=== Records for this exercise ===
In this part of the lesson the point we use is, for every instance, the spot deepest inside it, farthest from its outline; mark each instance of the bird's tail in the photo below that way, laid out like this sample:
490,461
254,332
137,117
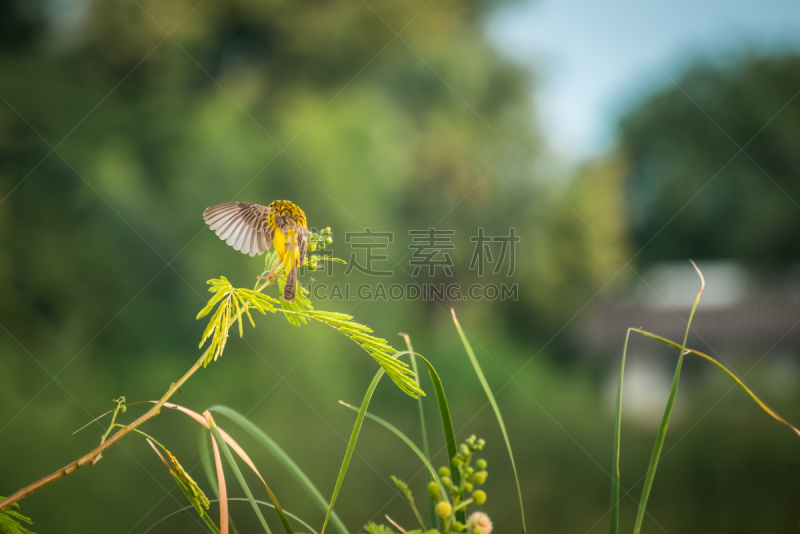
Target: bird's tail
290,288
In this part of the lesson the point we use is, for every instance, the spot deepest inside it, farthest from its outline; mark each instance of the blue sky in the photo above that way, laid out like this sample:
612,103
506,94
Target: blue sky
587,72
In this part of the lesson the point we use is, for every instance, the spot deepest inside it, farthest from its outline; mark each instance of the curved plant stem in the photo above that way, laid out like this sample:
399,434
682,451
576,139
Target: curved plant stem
94,455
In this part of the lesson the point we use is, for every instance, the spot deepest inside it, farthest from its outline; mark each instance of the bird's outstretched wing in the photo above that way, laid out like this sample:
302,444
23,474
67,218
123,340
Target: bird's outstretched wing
242,225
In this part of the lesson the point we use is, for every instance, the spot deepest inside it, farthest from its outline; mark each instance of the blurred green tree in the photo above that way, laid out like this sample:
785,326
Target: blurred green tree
684,147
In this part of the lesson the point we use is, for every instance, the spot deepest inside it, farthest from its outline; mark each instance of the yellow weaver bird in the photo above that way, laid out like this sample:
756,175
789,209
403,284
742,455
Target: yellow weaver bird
252,228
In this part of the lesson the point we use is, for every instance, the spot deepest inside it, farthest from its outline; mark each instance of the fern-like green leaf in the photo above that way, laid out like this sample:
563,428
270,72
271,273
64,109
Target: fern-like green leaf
11,521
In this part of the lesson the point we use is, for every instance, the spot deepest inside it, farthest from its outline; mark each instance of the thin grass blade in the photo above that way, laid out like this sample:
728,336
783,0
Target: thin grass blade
728,372
262,503
206,518
396,431
351,445
222,489
488,390
662,431
284,459
431,506
617,437
238,474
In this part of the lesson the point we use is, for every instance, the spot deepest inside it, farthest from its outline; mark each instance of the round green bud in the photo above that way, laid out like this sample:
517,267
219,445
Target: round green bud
480,477
443,509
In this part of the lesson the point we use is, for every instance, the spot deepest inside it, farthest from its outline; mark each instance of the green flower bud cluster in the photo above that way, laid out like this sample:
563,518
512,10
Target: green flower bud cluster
462,493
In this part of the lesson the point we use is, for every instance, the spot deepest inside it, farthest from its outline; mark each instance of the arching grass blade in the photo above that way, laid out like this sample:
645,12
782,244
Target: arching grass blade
487,389
284,459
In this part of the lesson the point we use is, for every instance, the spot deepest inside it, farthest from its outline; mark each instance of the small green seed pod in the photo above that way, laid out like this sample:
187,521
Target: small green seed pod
480,477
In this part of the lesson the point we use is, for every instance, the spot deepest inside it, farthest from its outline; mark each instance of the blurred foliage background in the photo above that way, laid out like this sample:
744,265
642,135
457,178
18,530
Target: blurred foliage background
122,120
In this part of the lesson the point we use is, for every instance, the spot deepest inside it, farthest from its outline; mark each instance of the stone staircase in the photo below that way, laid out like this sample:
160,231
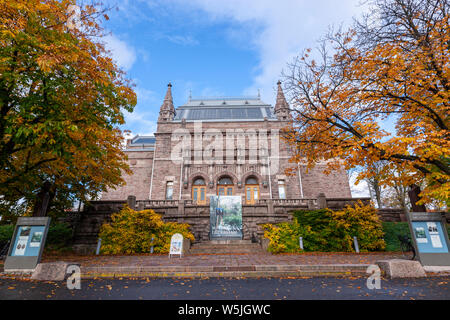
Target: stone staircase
226,247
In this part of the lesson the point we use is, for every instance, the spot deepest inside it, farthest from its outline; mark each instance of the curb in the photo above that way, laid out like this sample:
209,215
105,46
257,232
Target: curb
221,271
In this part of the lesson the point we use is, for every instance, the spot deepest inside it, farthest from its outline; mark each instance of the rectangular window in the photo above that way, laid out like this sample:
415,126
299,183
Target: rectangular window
169,190
281,189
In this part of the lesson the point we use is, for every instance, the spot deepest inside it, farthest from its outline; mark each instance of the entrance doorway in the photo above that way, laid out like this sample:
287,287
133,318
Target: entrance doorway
251,190
199,191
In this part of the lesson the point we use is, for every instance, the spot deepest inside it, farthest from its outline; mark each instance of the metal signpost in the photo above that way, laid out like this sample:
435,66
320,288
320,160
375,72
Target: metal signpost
27,244
176,245
430,238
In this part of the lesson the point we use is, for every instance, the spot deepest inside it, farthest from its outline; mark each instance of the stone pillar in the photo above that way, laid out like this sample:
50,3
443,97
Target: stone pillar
181,207
321,201
131,202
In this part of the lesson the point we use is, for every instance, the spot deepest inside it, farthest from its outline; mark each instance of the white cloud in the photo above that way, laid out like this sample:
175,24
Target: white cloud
278,30
121,52
180,40
359,190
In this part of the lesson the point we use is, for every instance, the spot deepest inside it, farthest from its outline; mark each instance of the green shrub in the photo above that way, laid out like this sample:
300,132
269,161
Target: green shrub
59,236
328,231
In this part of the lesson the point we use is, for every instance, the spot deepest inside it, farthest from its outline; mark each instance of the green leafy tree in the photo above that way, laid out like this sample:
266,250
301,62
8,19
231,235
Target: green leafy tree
62,99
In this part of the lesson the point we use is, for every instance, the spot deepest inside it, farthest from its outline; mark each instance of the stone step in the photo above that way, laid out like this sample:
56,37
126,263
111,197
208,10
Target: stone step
226,246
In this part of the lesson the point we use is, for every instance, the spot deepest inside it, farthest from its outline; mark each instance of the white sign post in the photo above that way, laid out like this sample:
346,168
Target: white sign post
176,245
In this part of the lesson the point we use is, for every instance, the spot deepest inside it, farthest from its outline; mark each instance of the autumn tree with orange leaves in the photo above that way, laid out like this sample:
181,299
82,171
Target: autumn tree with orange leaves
393,65
62,99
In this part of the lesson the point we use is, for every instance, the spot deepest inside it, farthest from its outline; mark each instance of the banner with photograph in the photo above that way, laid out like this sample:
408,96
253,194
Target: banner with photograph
226,217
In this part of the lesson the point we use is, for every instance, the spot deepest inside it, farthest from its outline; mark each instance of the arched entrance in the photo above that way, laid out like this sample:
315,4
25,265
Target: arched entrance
199,191
225,186
251,190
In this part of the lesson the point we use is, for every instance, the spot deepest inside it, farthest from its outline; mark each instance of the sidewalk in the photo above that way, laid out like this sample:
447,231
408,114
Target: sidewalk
229,265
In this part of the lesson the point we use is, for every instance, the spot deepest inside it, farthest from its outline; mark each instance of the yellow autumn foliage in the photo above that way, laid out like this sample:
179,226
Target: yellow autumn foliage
131,231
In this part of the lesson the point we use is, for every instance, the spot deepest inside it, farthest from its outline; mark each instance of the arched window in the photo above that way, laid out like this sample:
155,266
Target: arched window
225,181
251,190
169,190
281,189
199,191
225,186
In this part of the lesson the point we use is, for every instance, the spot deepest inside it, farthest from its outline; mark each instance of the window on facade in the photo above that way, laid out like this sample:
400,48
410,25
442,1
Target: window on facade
225,181
199,191
199,182
281,189
169,190
225,186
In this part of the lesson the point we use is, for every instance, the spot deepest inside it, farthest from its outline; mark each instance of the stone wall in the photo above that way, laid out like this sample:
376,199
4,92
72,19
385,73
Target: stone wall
87,223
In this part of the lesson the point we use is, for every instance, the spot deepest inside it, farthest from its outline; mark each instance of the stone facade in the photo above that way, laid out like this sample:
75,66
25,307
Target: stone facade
229,145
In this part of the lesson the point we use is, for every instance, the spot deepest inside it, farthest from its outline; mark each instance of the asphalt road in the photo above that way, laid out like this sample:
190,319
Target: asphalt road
437,288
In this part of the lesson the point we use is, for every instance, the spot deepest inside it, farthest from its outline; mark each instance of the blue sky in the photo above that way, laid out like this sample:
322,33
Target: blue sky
213,47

=== Task requirements ===
Set down all of the material above exactly as written, leaving the pictures out.

=== Task result ===
In this part of the lesson the point we use is, for every instance, the spot deepest inside it, farthest from its outline; mark each instance of the bird's tail in the photo below that way, laid out like this sample:
490,461
254,332
137,117
Target: bird's tail
290,288
In this part of the lesson the point we use is, for every instance, the spot deepest inside it, farthest from its outline; mark each instance of the blue sky in the photo above that way, laid out like this sample:
612,103
506,94
Target: blue sky
587,72
In this part of the lesson the point we use is, for every instance, the spot deepest inside it, farthest from its outline; mark each instance of the curved plant stem in the photo above that way, laid out like this sample:
399,434
682,451
576,139
Target: curved plant stem
94,455
In this part of the lesson the point we use is, for every instance, the spot deepest inside it, farthest from its outline; mark each instance of the bird's outstretched wing in the photo above that way, laid out like this sample:
302,444
23,474
67,218
123,340
Target: bird's outstretched wing
242,225
In this part of the lesson the point we use is, for every instance, the spot deepest inside it, farthest from its outline; mark each instance of the blurred green tree in the photo above that way, laid out like this sample:
785,326
Target: blurred green tree
684,147
In this part of the lesson the point we use is, for every instance, the spot deepest inside it, farthest from its outline; mark each instance of the yellow weaver bird in the photo above that way, laid out like this sample:
756,175
789,209
403,284
742,455
Target: yellow weaver bird
252,228
In this part of the lesson the point we use is, for every instance, the spot deepest inside it, farthest from its outline; mark each instance of the fern-like green leaf in the photo above that way, laid out like this sample:
563,428
270,72
271,273
64,109
Target: fern-like green leaf
11,521
In this part of the lesson the point we use is, for every instance, the spot deepest inside it, farthest from its outline; mark each instance of the thin grass blade in the photo above that way, laid out like this sample:
728,336
783,0
Target: thin grass blade
728,372
262,503
206,518
396,431
351,445
222,489
488,390
662,431
284,459
431,506
617,437
238,474
In this part of the lesson the point we use is, for every instance, the spot deepest inside it, farthest from its outline; mark each instance of the round green bud in the photo above that way, laid out like this sample:
517,267
219,445
Target: round green bud
480,477
443,509
In this part of the lesson the point we use is, for every instance, the spot deepest inside it, farthest from its outline; mark each instance of the green flower bud cluster in the photo above that way, laid out like this sample:
563,518
512,10
Target: green flower bud cluster
462,493
In this part of the lesson the point we use is, for every instance, the spot deepest inside it, farthest from its outline; mark each instance of the arching grass blade in the photo above that way, laid out like this sample:
645,12
782,244
Target: arching grass blade
487,389
284,459
In this part of the lesson the point we use is, for every instance, the spot deepest inside it, farthest from its outline; mark each instance of the small green seed pod in the photo above that way, laid out like this sample:
187,521
Target: small green seed pod
480,477
In this part of the lesson the point we use is, for every instance, the spot deepest inside it, farthest from its outline; mark each instance of the blurred foliage background in the photo above that way, laid out like this sample:
744,265
642,135
457,178
18,530
Target: blurred foliage background
122,120
In this part of the lesson the point we use is, for every instance, the spot deepest inside it, farthest from its outline; mark each instance of the stone staircase in the photo below that way, laid out like this sample:
160,231
Target: stone staircase
226,247
In this part of the lesson the point we use is, for every instance, the spot deepest inside it, farthest from its outline; mark each instance of the curb in the photo above that way, laid out like this sample:
209,215
105,46
257,232
Target: curb
221,271
In this part of the lesson the point we use is, for every instance, the spot deepest inside it, farthest from its outline; mark each instance of the rectangular window in the photo above that way, laid out like this sample:
415,126
299,183
Target: rectangular window
169,190
281,189
In this part of the lesson the point we use is, for every instance, the spot deepest inside it, farthest from its outline; mark each instance of the entrance doorway in the photo above that way, laid out like this sample:
287,287
133,318
Target: entrance doorway
251,190
199,191
In this part of the lesson the point we use is, for every instance, the spot deepest inside it, farthest from its outline; mark each instance of the metal signpost in the photo above that way, laid out like this sample:
435,66
320,288
320,160
375,72
Target: metal signpost
27,244
176,245
430,238
In this part of the lesson the point we use is, for every instance, the spot deepest inside it, farthest from its outline; mark each instance of the stone pillar in the photo above that way, laid out like this sample:
50,3
443,97
Target: stone pillar
181,207
321,201
131,202
In this part of the lesson the point we use is, for every instance, the spot deepest inside it, farthest from its outline; mark each instance of the white cloud in the photo above that way, laid out like this sample:
175,24
Target: white cloud
278,30
121,52
180,40
359,190
In this part of the lesson the point we use is, for every instance, the spot deepest inside it, farthest from its outline; mark each instance of the green shrub in the photo above that way, laid out like this sample:
300,132
269,161
Target: green shrub
59,236
328,231
In this part of the lesson the point we use is, for every instance, the spot deepest inside it, farthest from its outline; mark each instance of the green leafy tree in the photo above that way, laid out like this sample:
266,250
301,62
8,19
231,235
Target: green leafy tree
62,99
In this part of the lesson the point we use is, for every instance, the spot deepest inside it, farthest from its outline; mark each instance of the stone step in the photo above that way, laid out like this sample:
56,37
126,263
111,197
208,10
Target: stone step
226,246
In this part of the lesson the point we use is, for every instance, the spot deepest inside it, farthest from its outline; mark each instance of the white sign post in the photo above that way, laid out like this sample:
346,168
Target: white sign post
176,245
In this part of the lesson the point we use is, for every instance, the spot deepest inside it, farthest from its outline; mark each instance of the autumn tree with orange leaves in the photo above that way, laid out like this sample:
181,299
82,171
Target: autumn tree with orange leaves
393,65
62,99
In this part of the lesson the point we use is, for every instance, the spot deepest inside it, farthest from its outline; mark each instance of the banner with photograph in the photo above that way, laid out like this sample:
408,96
253,194
Target: banner with photograph
226,217
In this part of the lesson the point we use is, for every instance, the spot deepest inside it, farthest from its outline; mark each instance of the arched entrance in the photo above that way, laid out like this sample:
315,4
25,265
Target: arched entrance
199,191
225,186
251,190
In this part of the lesson the point we use is, for every instance, the spot deepest inside it, farthest from its outline; mark each instance of the sidewalk in the photo above that way, laid out like this sample:
447,231
408,114
Target: sidewalk
229,265
In this part of the lesson the point we use is, for every instance, the spot deepest inside it, farthest from its outline; mark each instance of the yellow autumn foliage in the photo above that way, laid out like this sample:
179,226
Target: yellow autumn foliage
131,231
In this part of the lesson the point we use is, for every instance, the spot deepest inside it, farthest from its outline; mark each instance of the arched window in the photo above that way, laid out like this sample:
155,266
Target: arched window
225,181
251,190
169,190
281,189
199,191
225,186
In this part of the lesson the point we use is, for every instance, the spot deepest inside it, farthest from its outline; mark each instance of the window on facade in the photo above that way, laid out like this sample:
400,48
410,25
442,1
Target: window on facade
225,181
199,191
199,182
281,189
169,190
225,186
In this part of the lesson the point we use is, for every instance, the spot deepest inside it, farthest from its outline; mark each instance of the stone wall in the photo above that way, laid out like this sample:
376,199
4,92
72,19
385,73
Target: stone wall
87,223
In this part of the lesson the point we use is, for every instance, the spot deepest inside it, farthest from its outline; mark each instance of the stone facade in the photo above that way, laid out like this sample:
75,66
25,307
Target: stone facade
229,145
In this part of the lesson the point we use is, for every instance, the spot deepest inside it, farthest from its outline; mark each instance of the asphalt road in the photo above that way, laid out like this sample:
190,319
Target: asphalt road
437,288
In this part of the lesson the point we use is, for every instance, the spot deepest inside it, farthest from its outline; mark each instance of the blue sky in the photo above that way, laid out like this sample:
322,33
Target: blue sky
213,47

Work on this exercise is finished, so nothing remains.